WHAT IS EXPECTED —
In the listing below, the answer starts at the line that has "Each instance receives one keypoint. Mark the red" and stops after the line that has "Each instance receives one keypoint. Mark the tree"; please repeat that part exactly and nothing more.

AVAILABLE DATA —

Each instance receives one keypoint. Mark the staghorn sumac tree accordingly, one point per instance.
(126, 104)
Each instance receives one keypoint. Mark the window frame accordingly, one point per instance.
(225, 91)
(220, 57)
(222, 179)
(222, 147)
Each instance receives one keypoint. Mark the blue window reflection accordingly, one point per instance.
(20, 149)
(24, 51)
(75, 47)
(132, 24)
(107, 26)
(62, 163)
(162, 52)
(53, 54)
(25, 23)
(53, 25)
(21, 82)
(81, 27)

---

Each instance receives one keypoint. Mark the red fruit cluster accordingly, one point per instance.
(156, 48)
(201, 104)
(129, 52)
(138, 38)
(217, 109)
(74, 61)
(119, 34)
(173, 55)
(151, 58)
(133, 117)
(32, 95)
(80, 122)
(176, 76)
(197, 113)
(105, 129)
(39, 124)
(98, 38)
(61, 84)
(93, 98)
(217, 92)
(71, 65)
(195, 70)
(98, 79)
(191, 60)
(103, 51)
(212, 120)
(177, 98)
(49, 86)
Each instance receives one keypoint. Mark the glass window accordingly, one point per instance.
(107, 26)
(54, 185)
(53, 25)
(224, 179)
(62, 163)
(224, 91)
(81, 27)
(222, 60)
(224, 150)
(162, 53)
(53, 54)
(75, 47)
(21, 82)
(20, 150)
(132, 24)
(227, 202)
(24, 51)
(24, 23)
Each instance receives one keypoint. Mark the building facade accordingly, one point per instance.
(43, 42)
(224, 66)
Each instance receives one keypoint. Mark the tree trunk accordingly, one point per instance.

OUTPUT OF THE EXERCISE —
Each instance receives one keypoint. Mark the red fruit cluster accordingly, one point per instance.
(156, 48)
(201, 104)
(129, 52)
(138, 38)
(217, 109)
(74, 61)
(119, 34)
(173, 55)
(151, 58)
(133, 117)
(32, 95)
(80, 122)
(176, 76)
(197, 113)
(105, 129)
(39, 124)
(98, 38)
(61, 84)
(93, 98)
(217, 92)
(71, 65)
(195, 70)
(98, 79)
(191, 60)
(103, 51)
(212, 120)
(177, 98)
(49, 86)
Each instance receives one keypoint. Mark the glass window accordingly, one point per instance.
(107, 26)
(54, 185)
(53, 25)
(224, 179)
(62, 163)
(224, 91)
(81, 27)
(222, 60)
(224, 150)
(162, 53)
(53, 54)
(75, 47)
(21, 82)
(20, 150)
(132, 24)
(227, 202)
(24, 51)
(24, 23)
Each instance receives one keypoint. Mark the building facade accordingly, one point per instance.
(43, 42)
(224, 66)
Each instance receives one keypoint. Mark the tree trunk accordingly, one point per instance.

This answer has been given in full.